▶ **Required work**
Repeat, exactly and with no pictures, the lines that run from the beginning of the entries through the line containing "Target: rocky mountain peak".
== Segment start ==
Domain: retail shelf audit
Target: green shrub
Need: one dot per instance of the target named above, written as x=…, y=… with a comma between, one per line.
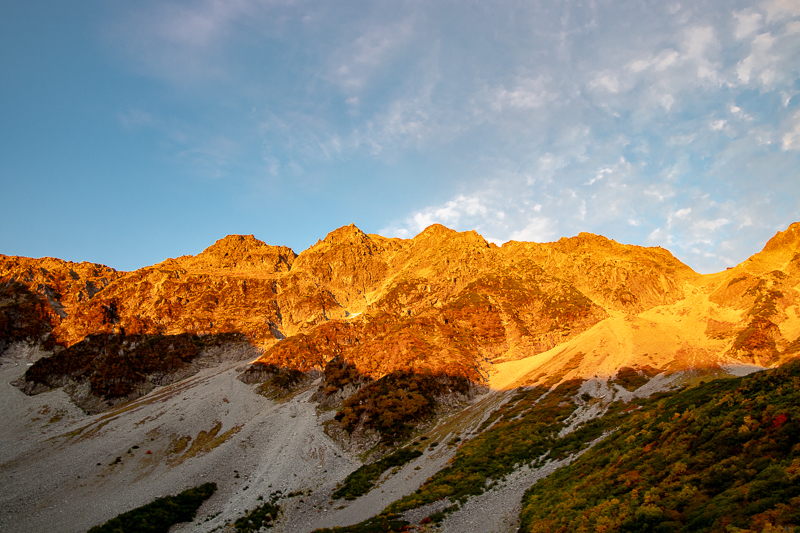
x=723, y=456
x=161, y=514
x=362, y=480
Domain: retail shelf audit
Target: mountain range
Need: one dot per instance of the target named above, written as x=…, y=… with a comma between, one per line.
x=356, y=354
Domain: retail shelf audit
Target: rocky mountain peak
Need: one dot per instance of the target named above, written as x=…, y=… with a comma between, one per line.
x=244, y=251
x=788, y=239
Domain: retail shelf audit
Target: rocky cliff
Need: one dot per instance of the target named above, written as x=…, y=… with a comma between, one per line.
x=443, y=302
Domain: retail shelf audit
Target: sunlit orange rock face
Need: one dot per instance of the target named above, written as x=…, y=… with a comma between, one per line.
x=442, y=302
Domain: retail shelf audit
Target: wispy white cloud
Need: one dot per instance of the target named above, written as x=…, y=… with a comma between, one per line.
x=540, y=121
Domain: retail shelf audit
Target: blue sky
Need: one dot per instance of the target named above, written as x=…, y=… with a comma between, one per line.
x=135, y=131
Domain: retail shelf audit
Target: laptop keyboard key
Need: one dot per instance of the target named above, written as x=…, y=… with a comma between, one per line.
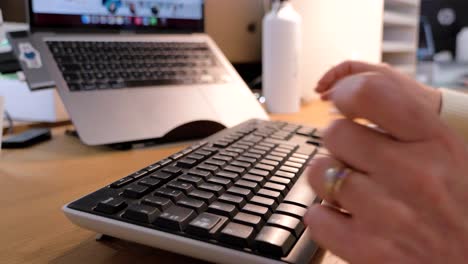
x=274, y=241
x=176, y=218
x=141, y=213
x=237, y=235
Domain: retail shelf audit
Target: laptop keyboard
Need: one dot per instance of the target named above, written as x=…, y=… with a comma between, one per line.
x=88, y=66
x=242, y=188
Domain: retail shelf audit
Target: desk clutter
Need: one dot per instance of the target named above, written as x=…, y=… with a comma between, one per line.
x=239, y=196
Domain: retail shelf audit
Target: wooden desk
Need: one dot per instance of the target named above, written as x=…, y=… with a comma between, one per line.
x=35, y=183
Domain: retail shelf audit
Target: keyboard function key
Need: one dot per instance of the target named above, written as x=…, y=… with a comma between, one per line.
x=159, y=202
x=194, y=204
x=223, y=209
x=237, y=235
x=254, y=221
x=206, y=225
x=141, y=213
x=135, y=191
x=274, y=241
x=175, y=218
x=111, y=205
x=292, y=224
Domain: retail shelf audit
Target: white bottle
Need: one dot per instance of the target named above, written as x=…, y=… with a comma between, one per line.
x=462, y=45
x=2, y=30
x=281, y=52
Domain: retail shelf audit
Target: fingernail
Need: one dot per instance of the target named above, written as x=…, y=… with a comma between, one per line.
x=307, y=217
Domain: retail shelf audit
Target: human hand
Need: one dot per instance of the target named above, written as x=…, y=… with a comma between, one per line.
x=406, y=192
x=352, y=72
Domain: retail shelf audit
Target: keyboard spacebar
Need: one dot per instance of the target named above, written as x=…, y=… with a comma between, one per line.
x=139, y=83
x=301, y=193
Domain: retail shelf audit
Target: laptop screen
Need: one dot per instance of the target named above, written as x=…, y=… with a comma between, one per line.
x=154, y=15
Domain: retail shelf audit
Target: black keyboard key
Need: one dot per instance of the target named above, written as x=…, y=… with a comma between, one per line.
x=277, y=196
x=174, y=195
x=206, y=225
x=161, y=176
x=265, y=167
x=262, y=211
x=223, y=158
x=208, y=197
x=226, y=183
x=228, y=175
x=150, y=182
x=254, y=178
x=272, y=163
x=301, y=193
x=237, y=235
x=218, y=163
x=241, y=164
x=240, y=191
x=274, y=158
x=196, y=181
x=175, y=218
x=292, y=224
x=223, y=209
x=111, y=205
x=141, y=213
x=221, y=144
x=197, y=157
x=293, y=164
x=262, y=201
x=197, y=205
x=187, y=163
x=291, y=210
x=276, y=187
x=135, y=191
x=287, y=175
x=214, y=188
x=122, y=182
x=238, y=201
x=278, y=154
x=274, y=241
x=297, y=160
x=199, y=173
x=159, y=202
x=179, y=185
x=281, y=180
x=252, y=155
x=235, y=169
x=300, y=156
x=248, y=185
x=139, y=174
x=259, y=172
x=207, y=167
x=254, y=221
x=247, y=160
x=174, y=171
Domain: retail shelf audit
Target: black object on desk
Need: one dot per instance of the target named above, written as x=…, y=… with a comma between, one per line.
x=27, y=138
x=8, y=63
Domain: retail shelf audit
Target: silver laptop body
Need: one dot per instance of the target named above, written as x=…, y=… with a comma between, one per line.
x=128, y=114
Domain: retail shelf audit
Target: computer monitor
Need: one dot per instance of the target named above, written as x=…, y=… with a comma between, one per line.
x=446, y=19
x=152, y=15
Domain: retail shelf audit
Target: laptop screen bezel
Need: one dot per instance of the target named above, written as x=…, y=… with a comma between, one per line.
x=97, y=28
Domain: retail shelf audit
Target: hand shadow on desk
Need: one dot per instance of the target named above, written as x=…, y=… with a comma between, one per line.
x=116, y=251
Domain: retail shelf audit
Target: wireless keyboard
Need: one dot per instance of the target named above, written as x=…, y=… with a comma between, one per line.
x=236, y=197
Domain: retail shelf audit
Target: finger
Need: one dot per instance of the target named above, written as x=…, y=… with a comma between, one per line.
x=343, y=70
x=336, y=232
x=360, y=147
x=382, y=101
x=358, y=194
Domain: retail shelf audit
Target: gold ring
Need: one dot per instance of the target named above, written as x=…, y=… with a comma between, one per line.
x=334, y=178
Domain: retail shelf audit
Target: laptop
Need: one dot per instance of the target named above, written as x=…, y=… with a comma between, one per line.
x=130, y=71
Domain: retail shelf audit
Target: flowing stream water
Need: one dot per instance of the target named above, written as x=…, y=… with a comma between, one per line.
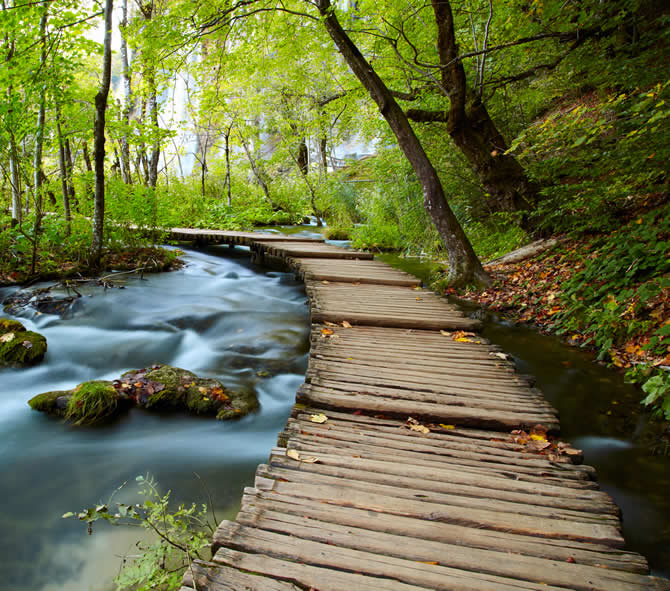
x=220, y=316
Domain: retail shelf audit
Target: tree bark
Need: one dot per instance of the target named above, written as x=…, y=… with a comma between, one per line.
x=127, y=97
x=100, y=112
x=464, y=266
x=505, y=184
x=63, y=172
x=39, y=140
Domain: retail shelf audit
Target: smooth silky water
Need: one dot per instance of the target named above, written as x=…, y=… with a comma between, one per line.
x=219, y=316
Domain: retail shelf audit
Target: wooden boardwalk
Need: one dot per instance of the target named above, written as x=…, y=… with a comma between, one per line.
x=399, y=469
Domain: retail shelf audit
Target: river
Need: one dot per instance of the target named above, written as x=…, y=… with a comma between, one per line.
x=220, y=316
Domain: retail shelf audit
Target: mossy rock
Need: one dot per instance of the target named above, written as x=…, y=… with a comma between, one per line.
x=53, y=403
x=19, y=346
x=10, y=325
x=164, y=387
x=161, y=387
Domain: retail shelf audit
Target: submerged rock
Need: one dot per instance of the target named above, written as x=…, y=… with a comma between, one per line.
x=160, y=387
x=19, y=346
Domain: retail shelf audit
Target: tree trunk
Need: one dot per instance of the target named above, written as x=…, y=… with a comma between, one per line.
x=63, y=172
x=127, y=97
x=228, y=177
x=470, y=126
x=464, y=266
x=39, y=140
x=100, y=112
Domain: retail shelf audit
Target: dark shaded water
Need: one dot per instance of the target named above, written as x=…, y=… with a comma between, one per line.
x=219, y=316
x=601, y=415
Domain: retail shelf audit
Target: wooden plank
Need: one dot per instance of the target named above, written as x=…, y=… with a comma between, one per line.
x=429, y=448
x=558, y=474
x=524, y=499
x=433, y=412
x=209, y=576
x=556, y=549
x=457, y=475
x=604, y=533
x=390, y=568
x=414, y=492
x=307, y=576
x=529, y=568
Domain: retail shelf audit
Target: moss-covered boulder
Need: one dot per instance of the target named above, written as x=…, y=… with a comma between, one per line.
x=160, y=387
x=87, y=404
x=163, y=387
x=18, y=346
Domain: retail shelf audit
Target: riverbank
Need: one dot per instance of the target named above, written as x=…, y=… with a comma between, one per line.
x=609, y=294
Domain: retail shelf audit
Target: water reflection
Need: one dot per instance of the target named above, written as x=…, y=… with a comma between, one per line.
x=219, y=316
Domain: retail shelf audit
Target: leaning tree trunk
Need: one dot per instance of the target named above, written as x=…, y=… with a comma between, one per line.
x=127, y=97
x=464, y=266
x=472, y=129
x=100, y=112
x=39, y=140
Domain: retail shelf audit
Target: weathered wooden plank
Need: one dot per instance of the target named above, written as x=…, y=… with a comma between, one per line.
x=415, y=492
x=209, y=576
x=308, y=576
x=604, y=533
x=558, y=474
x=400, y=570
x=530, y=568
x=526, y=500
x=552, y=548
x=490, y=479
x=436, y=412
x=429, y=448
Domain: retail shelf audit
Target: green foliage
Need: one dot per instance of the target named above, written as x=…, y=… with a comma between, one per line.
x=92, y=402
x=178, y=536
x=610, y=294
x=598, y=158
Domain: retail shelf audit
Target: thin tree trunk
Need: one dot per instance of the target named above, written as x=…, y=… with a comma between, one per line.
x=258, y=173
x=470, y=126
x=464, y=266
x=39, y=139
x=100, y=112
x=127, y=97
x=228, y=177
x=63, y=172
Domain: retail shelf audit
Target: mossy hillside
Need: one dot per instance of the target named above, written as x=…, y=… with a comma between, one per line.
x=19, y=346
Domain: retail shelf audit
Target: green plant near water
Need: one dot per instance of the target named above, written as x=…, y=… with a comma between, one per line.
x=179, y=535
x=91, y=402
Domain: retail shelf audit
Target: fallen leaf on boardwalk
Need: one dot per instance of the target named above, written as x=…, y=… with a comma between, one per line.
x=294, y=454
x=414, y=425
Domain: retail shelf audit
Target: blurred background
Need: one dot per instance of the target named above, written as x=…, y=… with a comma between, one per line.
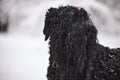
x=23, y=51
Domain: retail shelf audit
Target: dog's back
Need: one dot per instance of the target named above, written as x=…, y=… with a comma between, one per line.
x=75, y=53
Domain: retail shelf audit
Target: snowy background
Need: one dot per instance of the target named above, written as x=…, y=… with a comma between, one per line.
x=23, y=51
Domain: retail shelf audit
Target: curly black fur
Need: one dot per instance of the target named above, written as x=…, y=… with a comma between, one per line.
x=75, y=53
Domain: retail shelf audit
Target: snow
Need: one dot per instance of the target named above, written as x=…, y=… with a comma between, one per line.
x=23, y=51
x=23, y=58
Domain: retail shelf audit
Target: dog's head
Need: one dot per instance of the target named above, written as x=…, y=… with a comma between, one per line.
x=69, y=21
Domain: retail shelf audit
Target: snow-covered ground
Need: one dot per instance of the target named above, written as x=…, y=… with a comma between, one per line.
x=23, y=51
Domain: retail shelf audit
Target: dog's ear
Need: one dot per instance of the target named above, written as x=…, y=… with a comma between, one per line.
x=48, y=22
x=84, y=13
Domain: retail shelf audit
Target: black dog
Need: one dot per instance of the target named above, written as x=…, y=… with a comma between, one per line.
x=75, y=53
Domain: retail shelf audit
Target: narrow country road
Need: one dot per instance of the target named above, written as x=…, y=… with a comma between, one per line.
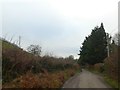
x=86, y=79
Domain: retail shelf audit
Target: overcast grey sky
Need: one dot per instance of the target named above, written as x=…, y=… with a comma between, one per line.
x=58, y=26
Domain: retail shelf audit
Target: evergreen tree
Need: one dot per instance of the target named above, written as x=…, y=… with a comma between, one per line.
x=93, y=48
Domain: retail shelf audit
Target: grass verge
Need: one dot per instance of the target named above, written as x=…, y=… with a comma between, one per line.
x=111, y=82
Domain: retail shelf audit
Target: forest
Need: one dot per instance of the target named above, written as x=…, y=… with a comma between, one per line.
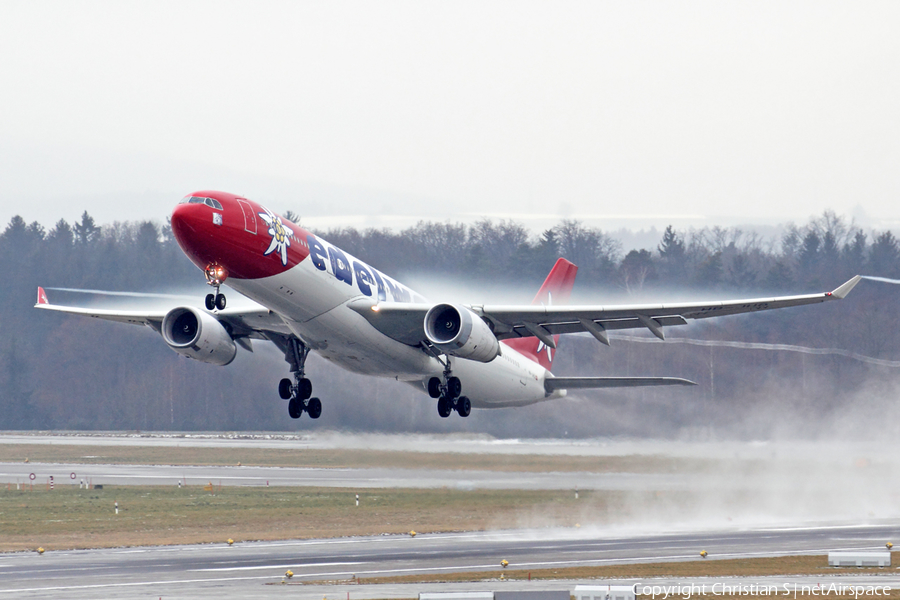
x=67, y=372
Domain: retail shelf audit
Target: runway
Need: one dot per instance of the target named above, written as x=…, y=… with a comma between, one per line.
x=244, y=570
x=743, y=504
x=62, y=474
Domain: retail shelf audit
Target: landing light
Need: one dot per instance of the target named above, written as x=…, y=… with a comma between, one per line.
x=215, y=274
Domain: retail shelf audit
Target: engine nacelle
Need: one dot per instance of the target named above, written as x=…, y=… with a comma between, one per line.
x=458, y=331
x=199, y=335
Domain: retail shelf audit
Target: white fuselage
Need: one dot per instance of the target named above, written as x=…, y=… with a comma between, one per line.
x=314, y=304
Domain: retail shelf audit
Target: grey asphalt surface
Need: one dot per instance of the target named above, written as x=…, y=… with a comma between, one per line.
x=346, y=478
x=834, y=487
x=255, y=570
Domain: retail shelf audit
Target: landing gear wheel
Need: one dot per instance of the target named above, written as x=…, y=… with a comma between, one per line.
x=295, y=408
x=463, y=406
x=434, y=387
x=304, y=388
x=454, y=387
x=314, y=408
x=444, y=407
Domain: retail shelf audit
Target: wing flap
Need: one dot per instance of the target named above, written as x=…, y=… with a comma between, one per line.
x=399, y=321
x=509, y=321
x=551, y=384
x=244, y=322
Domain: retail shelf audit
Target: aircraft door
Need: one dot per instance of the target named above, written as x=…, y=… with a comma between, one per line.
x=249, y=217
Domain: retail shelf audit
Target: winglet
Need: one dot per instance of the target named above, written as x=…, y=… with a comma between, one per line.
x=842, y=291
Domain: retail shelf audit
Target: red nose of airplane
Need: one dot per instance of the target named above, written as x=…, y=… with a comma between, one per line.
x=249, y=241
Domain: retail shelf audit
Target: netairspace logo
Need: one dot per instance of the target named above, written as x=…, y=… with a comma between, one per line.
x=687, y=590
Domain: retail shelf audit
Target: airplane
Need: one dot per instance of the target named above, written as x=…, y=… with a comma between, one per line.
x=313, y=297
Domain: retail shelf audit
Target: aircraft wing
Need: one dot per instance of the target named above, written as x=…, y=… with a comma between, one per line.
x=405, y=322
x=254, y=322
x=552, y=384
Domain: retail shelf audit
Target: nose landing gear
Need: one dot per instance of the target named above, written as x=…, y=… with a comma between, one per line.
x=216, y=274
x=299, y=391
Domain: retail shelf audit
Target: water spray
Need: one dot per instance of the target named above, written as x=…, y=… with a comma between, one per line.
x=761, y=346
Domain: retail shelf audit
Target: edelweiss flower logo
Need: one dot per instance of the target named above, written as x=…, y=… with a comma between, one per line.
x=281, y=236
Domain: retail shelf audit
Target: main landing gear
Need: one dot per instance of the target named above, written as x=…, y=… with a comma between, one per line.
x=299, y=391
x=215, y=276
x=448, y=394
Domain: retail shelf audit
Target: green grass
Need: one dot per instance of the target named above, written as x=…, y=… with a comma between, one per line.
x=68, y=517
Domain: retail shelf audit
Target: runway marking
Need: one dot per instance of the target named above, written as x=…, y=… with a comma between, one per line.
x=282, y=566
x=134, y=584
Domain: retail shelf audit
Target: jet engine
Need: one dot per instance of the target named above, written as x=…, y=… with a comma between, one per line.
x=458, y=331
x=199, y=335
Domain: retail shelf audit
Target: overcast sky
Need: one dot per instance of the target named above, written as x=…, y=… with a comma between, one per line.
x=369, y=113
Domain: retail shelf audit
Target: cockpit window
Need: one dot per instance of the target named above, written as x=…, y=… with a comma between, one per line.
x=211, y=202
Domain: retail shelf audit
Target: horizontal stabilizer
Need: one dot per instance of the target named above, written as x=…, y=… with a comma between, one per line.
x=552, y=384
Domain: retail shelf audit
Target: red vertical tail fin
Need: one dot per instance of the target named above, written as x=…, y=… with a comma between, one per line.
x=557, y=289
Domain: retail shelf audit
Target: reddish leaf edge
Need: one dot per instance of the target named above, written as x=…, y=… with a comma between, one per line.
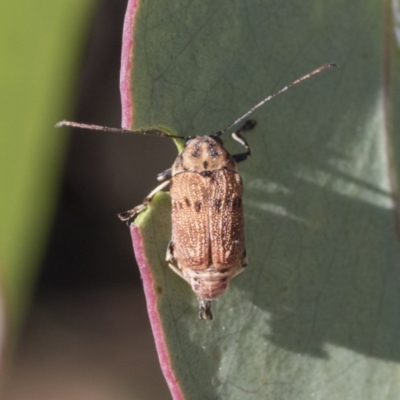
x=127, y=64
x=155, y=320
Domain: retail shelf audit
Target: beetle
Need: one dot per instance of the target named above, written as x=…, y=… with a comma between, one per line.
x=207, y=242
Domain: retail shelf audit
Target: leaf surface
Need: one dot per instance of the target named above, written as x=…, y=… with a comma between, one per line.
x=316, y=315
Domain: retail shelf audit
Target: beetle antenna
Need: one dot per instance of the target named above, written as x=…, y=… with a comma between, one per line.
x=149, y=132
x=271, y=96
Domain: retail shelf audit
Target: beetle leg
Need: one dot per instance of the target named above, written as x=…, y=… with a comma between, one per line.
x=248, y=126
x=162, y=176
x=204, y=309
x=171, y=260
x=130, y=215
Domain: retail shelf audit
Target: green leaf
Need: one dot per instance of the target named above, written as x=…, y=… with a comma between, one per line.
x=39, y=55
x=316, y=315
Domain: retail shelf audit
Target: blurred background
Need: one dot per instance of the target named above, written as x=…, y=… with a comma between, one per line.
x=77, y=326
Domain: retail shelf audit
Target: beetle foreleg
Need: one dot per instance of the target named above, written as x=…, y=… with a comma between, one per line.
x=171, y=260
x=204, y=309
x=130, y=215
x=248, y=126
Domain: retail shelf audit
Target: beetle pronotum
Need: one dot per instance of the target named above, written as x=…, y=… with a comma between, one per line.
x=207, y=242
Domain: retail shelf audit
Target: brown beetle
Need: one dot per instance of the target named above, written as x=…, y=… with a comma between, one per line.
x=207, y=244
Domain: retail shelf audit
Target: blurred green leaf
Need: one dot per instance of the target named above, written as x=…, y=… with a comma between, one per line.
x=316, y=315
x=40, y=43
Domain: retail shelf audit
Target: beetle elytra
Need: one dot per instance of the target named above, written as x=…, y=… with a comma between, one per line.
x=207, y=241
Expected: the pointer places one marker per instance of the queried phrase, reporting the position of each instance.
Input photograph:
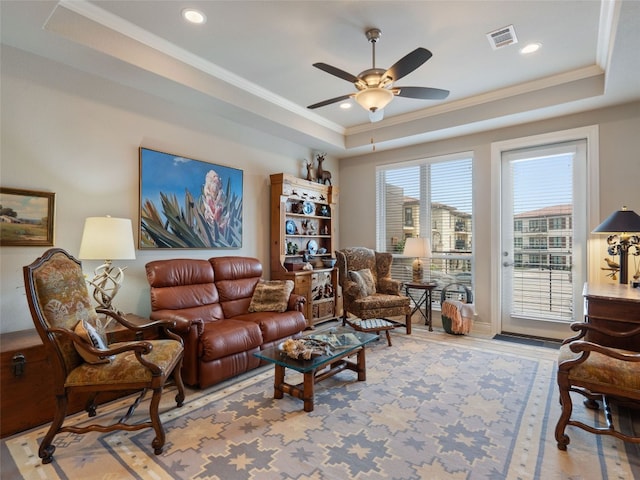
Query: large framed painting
(187, 203)
(26, 217)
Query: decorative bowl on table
(329, 262)
(304, 348)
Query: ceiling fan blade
(330, 101)
(424, 93)
(337, 72)
(408, 64)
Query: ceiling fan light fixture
(374, 99)
(192, 15)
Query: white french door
(543, 238)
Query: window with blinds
(430, 198)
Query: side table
(424, 300)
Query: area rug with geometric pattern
(433, 406)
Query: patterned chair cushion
(365, 281)
(600, 369)
(125, 368)
(271, 296)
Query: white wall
(619, 139)
(77, 135)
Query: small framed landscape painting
(187, 203)
(26, 217)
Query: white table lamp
(419, 248)
(107, 239)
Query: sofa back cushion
(236, 279)
(186, 285)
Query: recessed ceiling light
(194, 16)
(530, 48)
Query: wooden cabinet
(302, 214)
(26, 391)
(616, 307)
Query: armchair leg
(158, 442)
(177, 377)
(45, 452)
(567, 407)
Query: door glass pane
(542, 237)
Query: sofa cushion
(271, 296)
(274, 325)
(226, 337)
(236, 279)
== Segment end ==
▶ **Response area**
Domain: retail shelf audit
Target: green shrub
Need: one dot per instance of the target named above, written as x=…, y=… with a comma between, one per line.
x=723, y=456
x=161, y=514
x=362, y=480
Domain: retail shelf audit
Target: mountain range
Need: one dot per instance of the target named above, written as x=…, y=… with a comma between, one per line.
x=356, y=354
Domain: retail shelf audit
Target: rocky mountain peak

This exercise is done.